--- START OF Dataset extract ---
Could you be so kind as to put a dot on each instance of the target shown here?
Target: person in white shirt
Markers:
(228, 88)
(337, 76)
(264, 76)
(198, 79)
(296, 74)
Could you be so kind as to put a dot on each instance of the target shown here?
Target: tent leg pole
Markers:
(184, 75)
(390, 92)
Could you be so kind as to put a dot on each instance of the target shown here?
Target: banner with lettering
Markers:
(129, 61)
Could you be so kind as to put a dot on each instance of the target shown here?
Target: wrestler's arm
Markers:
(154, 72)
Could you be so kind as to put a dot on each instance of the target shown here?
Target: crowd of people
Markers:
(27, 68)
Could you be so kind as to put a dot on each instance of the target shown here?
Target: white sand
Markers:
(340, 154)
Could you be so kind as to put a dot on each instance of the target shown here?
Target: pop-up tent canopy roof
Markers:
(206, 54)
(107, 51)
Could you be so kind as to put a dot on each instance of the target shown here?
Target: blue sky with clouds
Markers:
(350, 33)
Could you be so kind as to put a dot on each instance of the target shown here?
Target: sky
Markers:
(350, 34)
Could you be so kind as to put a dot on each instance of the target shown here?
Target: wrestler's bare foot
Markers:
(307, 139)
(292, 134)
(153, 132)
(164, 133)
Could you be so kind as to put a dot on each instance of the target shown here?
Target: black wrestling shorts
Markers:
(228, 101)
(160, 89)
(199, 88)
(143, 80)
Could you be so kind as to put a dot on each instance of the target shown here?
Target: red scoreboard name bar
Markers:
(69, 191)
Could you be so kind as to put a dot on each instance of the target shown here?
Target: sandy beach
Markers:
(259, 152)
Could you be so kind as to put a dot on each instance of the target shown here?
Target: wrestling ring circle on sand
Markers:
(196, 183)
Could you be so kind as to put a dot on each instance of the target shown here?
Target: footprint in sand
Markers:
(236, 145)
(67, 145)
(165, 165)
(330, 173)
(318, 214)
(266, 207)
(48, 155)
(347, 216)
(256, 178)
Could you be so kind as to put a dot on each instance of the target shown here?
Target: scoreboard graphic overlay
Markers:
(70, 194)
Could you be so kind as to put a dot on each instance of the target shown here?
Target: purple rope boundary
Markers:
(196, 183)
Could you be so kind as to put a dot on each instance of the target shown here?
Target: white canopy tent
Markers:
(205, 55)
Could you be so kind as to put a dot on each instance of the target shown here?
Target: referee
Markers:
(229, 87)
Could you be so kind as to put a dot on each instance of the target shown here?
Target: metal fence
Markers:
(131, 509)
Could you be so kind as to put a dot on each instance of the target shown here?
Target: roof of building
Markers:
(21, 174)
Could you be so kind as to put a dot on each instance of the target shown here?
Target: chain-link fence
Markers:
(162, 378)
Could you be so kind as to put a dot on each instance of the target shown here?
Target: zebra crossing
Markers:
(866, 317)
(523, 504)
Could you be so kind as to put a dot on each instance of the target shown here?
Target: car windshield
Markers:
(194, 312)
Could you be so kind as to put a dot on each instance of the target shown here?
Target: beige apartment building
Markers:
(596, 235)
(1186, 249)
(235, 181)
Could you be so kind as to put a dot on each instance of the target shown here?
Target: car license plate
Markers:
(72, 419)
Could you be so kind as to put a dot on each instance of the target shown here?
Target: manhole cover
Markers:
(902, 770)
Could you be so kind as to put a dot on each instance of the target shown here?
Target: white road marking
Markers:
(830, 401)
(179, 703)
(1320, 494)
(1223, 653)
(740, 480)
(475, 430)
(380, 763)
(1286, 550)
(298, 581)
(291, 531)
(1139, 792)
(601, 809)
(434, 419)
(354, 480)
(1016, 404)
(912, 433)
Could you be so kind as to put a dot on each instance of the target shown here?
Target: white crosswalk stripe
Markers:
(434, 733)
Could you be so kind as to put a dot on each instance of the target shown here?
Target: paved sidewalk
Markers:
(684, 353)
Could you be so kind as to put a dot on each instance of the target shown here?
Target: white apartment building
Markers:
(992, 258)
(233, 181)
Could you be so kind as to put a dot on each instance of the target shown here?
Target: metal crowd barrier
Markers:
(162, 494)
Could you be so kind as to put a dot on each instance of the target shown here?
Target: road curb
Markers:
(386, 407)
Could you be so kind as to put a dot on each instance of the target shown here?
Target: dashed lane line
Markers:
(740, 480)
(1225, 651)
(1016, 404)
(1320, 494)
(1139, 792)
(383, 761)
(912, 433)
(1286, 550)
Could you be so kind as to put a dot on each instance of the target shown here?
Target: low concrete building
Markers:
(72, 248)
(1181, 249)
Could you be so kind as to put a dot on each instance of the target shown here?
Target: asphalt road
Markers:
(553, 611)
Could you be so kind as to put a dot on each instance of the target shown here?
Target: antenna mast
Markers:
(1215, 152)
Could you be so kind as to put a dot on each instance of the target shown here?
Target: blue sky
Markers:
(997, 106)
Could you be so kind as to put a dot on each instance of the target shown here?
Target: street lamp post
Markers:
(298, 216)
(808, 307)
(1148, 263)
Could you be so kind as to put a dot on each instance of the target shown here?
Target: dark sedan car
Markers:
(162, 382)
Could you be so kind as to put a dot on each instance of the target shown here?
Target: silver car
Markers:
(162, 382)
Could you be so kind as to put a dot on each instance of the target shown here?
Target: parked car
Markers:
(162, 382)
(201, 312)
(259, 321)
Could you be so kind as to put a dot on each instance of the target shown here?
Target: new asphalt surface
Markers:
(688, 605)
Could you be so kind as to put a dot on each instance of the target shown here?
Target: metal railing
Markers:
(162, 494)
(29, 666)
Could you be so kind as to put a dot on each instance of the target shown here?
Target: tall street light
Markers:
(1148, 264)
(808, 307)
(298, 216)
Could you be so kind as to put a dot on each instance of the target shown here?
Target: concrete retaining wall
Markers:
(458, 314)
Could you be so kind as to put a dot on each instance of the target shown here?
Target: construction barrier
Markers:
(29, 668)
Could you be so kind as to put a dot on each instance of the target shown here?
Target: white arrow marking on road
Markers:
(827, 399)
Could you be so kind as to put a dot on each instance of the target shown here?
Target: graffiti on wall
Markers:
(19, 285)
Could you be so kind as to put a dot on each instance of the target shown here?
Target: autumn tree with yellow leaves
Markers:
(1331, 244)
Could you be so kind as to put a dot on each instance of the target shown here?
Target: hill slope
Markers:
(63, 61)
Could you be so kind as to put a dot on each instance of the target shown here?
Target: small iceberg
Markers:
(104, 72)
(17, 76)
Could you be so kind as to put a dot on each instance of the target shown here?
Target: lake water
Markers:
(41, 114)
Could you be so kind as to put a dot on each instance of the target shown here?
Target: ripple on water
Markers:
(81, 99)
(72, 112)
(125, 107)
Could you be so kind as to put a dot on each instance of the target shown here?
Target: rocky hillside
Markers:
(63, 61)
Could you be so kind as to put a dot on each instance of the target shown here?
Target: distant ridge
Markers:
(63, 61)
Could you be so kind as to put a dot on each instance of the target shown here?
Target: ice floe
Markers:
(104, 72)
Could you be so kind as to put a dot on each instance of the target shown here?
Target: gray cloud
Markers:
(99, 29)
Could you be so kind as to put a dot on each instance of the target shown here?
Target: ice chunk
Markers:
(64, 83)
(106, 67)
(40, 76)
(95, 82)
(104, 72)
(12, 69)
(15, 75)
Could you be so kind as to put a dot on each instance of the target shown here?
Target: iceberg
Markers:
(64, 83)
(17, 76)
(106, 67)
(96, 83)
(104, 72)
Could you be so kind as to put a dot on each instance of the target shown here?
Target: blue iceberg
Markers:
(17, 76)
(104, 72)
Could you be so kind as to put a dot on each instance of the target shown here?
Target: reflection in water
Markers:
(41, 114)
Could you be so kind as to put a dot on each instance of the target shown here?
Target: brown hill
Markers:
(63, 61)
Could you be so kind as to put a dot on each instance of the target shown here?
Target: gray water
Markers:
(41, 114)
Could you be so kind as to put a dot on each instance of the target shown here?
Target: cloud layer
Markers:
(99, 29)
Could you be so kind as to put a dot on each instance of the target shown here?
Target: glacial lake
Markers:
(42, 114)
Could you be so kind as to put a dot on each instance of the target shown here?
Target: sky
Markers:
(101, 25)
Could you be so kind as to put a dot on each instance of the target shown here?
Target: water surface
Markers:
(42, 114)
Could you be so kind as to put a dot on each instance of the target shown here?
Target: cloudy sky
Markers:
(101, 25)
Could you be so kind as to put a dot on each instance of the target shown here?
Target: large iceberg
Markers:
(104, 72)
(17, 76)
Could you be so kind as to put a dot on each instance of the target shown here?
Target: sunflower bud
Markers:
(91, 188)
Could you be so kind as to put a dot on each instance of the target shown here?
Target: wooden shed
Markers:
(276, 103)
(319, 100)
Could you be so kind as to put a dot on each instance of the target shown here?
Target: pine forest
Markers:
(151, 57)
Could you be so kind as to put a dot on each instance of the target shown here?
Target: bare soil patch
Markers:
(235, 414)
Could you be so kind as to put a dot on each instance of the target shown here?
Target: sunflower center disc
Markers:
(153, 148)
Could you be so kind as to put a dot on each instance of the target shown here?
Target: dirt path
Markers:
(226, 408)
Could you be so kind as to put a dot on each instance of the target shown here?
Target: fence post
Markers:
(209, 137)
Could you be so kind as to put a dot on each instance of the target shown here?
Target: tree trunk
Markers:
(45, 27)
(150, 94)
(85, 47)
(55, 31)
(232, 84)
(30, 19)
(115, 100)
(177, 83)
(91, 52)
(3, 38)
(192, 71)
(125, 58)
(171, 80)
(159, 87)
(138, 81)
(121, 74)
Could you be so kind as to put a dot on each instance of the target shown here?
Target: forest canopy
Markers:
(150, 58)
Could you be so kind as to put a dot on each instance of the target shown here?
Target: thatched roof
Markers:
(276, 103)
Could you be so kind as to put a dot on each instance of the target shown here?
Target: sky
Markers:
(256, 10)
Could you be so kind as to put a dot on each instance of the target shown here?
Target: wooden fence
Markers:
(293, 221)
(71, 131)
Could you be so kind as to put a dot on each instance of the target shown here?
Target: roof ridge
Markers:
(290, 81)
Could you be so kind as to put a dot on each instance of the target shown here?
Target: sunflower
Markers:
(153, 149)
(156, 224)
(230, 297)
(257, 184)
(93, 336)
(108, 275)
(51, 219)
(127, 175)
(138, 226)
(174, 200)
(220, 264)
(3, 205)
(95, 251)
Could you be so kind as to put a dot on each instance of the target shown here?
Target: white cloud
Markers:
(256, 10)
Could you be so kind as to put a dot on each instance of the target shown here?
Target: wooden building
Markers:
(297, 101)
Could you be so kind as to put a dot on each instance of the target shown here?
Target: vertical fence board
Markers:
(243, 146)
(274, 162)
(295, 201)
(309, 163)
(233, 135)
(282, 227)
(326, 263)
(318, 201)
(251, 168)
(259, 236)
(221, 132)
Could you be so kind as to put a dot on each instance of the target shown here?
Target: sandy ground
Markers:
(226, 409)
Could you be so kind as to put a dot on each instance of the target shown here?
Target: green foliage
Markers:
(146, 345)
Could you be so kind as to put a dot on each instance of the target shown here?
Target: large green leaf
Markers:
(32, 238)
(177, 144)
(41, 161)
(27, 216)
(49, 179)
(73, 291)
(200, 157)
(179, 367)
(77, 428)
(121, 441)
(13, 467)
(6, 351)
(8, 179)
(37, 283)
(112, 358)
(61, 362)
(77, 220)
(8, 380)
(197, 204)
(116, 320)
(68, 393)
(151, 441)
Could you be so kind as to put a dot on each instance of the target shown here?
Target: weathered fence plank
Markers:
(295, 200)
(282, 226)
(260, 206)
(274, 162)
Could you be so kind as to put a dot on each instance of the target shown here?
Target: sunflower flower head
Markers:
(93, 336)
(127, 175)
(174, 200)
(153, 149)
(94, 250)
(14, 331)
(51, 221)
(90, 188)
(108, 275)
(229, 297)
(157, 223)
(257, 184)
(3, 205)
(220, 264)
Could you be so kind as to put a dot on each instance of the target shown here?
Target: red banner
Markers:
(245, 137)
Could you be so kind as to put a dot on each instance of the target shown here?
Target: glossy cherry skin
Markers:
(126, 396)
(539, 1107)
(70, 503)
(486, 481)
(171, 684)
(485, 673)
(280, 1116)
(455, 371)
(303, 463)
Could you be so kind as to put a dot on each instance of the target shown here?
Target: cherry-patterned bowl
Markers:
--- END OF Dataset extract ---
* **Short task**:
Report each line in the entries above that contains the word "large".

* **Finished answer**:
Target: large iceberg
Target: large green leaf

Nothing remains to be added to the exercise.